* [ЦЕЛЬ ЗАДАНИЯ]:
Замените «рецензии» на «отзыва» во фрагменте текста о рецензии на книгу Селенского, который открывается словами «Можно лишь предполагать, как» и завершается словами «самолично правил текст.». Приведите этот фрагмент целиком с заменой.

* [ТЕКСТ ДЛЯ ЧТЕНИЯ]:
==============================

Только ленинская партийность писателя, его верность правде помогает разносторонне показать нашу жизнь в её революционном развитии, трезво осмыслить самые сложные процессы и противоречия, глубоко постичь характеры советских людей. Только произведения, отображающие жизнь с высоких общественно-эстетических позиций, могут плодотворно утверждать передовое, ведущее начало, быть действенным оружием советского народа в борьбе за коммунизм».
Можно лишь предполагать, как много времени ушло у Алексеева на прочтение книги и написание рецензии объёмом в почти половину авторского листа. Невозможно выяснить, когда почта доставила её текст в Астрахань, кто отредактировал её в «Волге» и какие изменения были внесены в текст при редактировании. Правда, фраза «отмеченные пороки последней книжки Ю. Селенского» уж слишком созвучна фразе из выступления Южакова на областном партактиве «книга страдает серьёзными пороками». Так что весьма вероятно, что редактор «Волги» самолично правил текст.

==============================

* [Записи из набора данных]:

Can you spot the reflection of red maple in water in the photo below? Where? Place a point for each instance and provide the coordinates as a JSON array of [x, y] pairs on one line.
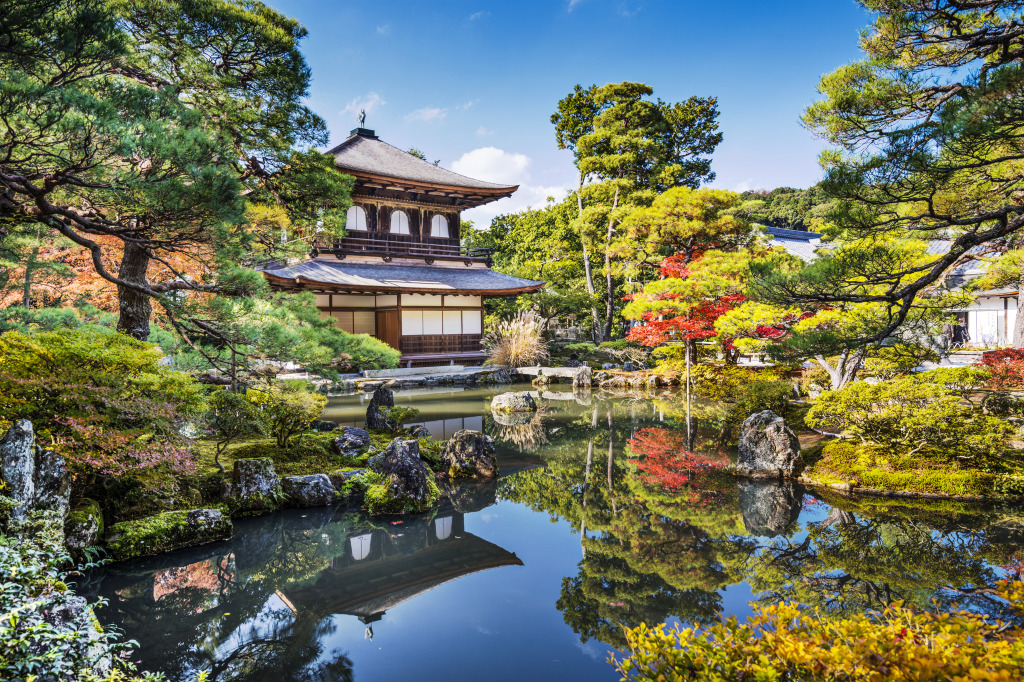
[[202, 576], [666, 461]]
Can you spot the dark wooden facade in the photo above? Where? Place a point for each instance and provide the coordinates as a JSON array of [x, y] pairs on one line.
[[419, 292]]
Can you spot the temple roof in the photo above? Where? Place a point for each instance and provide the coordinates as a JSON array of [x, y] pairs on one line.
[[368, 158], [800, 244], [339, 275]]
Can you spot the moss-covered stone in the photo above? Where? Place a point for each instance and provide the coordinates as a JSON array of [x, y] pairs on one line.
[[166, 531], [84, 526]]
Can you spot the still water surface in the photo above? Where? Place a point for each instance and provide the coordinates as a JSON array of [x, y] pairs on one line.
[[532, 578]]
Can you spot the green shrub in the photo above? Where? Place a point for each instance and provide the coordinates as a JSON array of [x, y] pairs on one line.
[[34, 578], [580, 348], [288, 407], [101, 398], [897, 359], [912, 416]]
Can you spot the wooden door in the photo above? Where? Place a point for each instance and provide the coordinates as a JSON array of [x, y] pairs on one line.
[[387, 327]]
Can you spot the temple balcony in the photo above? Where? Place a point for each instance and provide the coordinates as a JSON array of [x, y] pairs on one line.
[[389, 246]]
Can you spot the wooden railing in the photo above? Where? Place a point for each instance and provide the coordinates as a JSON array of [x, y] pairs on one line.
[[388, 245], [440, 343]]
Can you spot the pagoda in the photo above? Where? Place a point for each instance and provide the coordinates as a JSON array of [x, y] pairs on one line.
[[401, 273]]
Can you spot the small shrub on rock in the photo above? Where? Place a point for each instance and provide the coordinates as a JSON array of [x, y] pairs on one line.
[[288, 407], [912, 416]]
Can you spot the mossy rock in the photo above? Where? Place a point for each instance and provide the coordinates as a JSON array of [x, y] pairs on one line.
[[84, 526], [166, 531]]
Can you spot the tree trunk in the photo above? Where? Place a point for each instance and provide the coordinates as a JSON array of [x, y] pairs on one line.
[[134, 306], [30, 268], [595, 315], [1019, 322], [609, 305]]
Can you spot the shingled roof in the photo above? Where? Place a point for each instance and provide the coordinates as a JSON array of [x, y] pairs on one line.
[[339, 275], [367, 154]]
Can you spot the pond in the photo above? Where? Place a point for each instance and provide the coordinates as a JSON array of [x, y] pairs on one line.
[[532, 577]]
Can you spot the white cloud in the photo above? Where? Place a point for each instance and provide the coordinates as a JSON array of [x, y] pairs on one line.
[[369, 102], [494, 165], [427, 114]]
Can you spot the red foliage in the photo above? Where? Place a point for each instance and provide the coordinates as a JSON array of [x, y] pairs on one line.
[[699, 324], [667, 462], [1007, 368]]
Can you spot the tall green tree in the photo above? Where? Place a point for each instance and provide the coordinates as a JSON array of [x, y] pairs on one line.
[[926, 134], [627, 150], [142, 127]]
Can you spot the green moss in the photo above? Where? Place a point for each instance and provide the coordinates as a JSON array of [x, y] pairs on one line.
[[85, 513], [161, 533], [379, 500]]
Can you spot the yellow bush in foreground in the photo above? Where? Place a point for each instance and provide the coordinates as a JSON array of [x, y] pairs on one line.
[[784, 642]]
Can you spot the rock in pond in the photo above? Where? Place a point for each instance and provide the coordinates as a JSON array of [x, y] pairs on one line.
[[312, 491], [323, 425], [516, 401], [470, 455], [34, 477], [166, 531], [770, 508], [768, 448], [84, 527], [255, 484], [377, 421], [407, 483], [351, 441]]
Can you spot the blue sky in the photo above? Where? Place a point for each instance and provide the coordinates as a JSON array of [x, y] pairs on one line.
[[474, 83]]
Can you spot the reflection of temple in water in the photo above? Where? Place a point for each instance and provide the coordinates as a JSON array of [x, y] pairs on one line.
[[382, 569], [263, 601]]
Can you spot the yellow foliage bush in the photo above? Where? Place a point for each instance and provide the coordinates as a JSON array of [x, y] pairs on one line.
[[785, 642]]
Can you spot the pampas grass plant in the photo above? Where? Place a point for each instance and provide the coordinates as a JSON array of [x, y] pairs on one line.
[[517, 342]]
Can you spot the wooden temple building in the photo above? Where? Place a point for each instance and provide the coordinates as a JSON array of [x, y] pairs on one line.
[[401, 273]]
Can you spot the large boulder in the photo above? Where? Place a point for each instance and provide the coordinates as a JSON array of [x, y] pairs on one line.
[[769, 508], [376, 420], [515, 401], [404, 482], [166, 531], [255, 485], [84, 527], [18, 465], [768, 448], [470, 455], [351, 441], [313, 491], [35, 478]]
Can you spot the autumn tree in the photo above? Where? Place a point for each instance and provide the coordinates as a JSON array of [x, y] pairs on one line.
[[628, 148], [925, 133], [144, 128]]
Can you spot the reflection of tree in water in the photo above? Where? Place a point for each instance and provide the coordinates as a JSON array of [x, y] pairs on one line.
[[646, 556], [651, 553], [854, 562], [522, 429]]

==============================

* [ПОЛНЫЙ РЕЗУЛЬТАТ]:
Можно лишь предполагать, как много времени ушло у Алексеева на прочтение книги и написание отзыва объёмом в почти половину авторского листа. Невозможно выяснить, когда почта доставила её текст в Астрахань, кто отредактировал её в «Волге» и какие изменения были внесены в текст при редактировании. Правда, фраза «отмеченные пороки последней книжки Ю. Селенского» уж слишком созвучна фразе из выступления Южакова на областном партактиве «книга страдает серьёзными пороками». Так что весьма вероятно, что редактор «Волги» самолично правил текст.